Activity → The required output is every line from the one with "Query: concrete drainage ditch" through the final line of the data below, unchanged.

___ Material provided

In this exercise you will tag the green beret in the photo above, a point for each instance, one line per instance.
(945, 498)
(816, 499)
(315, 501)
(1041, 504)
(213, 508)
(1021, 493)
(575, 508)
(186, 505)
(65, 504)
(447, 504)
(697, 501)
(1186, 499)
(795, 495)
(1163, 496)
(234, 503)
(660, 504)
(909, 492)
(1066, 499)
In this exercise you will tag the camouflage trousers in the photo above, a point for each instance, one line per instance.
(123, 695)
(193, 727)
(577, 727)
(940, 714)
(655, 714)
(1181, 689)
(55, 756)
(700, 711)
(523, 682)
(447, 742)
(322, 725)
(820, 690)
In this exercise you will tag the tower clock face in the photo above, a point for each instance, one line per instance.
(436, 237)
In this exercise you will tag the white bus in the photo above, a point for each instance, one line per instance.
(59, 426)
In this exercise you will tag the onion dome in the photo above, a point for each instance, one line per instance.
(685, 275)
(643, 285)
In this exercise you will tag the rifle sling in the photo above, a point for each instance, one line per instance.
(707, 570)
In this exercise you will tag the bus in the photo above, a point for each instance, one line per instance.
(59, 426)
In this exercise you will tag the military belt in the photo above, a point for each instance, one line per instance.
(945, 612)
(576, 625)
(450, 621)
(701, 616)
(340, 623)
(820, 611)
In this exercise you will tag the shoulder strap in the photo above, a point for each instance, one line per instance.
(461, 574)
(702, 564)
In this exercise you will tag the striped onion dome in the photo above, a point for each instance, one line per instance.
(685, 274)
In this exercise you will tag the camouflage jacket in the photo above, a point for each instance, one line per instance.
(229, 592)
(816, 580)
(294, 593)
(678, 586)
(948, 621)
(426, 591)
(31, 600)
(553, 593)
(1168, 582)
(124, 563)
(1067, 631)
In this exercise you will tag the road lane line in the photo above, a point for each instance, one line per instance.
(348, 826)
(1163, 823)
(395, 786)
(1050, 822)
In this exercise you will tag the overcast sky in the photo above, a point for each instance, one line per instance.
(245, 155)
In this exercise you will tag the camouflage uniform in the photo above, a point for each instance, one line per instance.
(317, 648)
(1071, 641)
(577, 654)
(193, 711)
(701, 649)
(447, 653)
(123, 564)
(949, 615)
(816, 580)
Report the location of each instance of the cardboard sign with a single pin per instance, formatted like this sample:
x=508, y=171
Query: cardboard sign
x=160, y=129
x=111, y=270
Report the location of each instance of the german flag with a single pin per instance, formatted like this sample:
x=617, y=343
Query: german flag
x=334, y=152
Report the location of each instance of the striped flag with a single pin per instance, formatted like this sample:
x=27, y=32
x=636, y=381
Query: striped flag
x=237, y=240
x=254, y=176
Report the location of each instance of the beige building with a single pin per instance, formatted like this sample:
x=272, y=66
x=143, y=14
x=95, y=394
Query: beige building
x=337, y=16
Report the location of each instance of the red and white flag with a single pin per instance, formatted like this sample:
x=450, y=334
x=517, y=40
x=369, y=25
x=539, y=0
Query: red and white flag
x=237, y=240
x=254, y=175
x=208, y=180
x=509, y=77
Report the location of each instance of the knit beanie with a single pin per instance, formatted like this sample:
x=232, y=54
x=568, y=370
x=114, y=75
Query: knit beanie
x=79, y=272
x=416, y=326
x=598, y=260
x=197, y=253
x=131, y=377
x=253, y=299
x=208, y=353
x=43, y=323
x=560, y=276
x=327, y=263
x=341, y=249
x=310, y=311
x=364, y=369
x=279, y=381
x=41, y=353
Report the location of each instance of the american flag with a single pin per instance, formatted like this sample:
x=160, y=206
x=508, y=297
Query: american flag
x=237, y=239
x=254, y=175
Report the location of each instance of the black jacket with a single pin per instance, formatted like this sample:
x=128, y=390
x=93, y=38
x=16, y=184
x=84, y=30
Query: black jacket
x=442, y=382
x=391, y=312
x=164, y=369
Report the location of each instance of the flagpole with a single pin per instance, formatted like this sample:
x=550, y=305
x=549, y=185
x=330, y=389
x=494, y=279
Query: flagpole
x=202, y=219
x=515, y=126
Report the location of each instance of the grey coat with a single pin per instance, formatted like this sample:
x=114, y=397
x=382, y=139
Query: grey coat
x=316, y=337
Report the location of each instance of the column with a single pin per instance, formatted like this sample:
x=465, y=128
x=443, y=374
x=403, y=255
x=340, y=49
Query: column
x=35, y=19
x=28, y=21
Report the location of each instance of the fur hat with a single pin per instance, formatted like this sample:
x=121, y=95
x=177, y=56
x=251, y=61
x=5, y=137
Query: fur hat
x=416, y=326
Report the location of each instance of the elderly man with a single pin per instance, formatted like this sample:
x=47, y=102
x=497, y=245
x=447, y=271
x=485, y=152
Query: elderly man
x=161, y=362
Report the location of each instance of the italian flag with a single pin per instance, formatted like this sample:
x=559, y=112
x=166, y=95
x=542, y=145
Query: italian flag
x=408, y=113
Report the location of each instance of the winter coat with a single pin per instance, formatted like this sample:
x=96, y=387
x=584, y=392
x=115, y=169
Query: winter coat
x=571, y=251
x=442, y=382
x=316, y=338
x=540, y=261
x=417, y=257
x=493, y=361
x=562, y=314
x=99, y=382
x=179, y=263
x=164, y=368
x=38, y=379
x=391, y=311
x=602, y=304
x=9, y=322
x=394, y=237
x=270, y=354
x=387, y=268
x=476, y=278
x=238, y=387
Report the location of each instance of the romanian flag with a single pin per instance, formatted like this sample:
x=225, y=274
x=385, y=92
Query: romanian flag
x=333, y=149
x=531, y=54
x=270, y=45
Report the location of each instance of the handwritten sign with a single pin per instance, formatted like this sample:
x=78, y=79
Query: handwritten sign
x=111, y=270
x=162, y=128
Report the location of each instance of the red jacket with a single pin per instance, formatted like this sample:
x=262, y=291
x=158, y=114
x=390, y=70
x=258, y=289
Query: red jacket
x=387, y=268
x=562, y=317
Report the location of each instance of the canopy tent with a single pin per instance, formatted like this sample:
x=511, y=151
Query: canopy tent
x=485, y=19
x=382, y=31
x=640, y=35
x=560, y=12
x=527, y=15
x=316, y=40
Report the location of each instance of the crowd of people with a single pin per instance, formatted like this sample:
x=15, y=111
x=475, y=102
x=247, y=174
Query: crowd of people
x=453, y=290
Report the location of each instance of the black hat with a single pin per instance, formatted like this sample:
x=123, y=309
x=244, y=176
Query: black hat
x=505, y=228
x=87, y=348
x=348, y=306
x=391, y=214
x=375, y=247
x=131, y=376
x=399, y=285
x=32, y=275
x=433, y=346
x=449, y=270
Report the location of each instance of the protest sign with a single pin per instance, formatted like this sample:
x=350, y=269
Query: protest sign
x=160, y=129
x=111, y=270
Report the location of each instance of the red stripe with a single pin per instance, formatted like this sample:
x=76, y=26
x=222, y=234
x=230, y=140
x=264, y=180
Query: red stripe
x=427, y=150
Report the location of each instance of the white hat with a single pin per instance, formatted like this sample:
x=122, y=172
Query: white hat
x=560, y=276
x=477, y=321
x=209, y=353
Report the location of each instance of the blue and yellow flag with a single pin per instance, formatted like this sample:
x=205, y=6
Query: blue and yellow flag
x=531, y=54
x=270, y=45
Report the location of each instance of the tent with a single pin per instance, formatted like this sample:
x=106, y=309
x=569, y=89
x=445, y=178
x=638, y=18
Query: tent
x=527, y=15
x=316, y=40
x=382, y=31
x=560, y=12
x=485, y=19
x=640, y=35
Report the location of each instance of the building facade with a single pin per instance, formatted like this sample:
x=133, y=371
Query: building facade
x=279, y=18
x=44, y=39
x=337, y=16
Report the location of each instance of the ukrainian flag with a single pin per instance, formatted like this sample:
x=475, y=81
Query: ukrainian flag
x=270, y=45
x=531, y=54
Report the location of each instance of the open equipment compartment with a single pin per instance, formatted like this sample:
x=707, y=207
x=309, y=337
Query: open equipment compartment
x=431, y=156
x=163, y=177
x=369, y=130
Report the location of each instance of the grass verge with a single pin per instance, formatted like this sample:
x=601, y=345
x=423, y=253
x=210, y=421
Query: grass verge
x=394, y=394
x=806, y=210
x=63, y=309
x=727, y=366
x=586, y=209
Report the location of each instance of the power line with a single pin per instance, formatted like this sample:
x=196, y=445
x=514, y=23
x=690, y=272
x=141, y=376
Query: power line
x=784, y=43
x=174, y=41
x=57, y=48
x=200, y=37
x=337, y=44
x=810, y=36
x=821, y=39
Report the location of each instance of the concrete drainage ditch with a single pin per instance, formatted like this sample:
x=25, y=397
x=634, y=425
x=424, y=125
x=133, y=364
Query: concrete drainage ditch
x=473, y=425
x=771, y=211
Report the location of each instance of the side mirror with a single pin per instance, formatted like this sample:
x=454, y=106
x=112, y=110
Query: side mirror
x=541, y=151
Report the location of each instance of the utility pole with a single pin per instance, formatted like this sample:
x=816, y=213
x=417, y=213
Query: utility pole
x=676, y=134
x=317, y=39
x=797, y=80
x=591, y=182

______

Output →
Query: concrete drainage ditch
x=473, y=425
x=771, y=211
Report the location of each instance of the side mirror with a single pin per instance, formatted like this sample:
x=454, y=106
x=112, y=110
Query: side mirror
x=541, y=151
Report the location of each instance of the utility pole with a single pin per instance, formatted like this sample:
x=816, y=213
x=417, y=213
Query: utility pole
x=676, y=134
x=317, y=39
x=797, y=80
x=591, y=182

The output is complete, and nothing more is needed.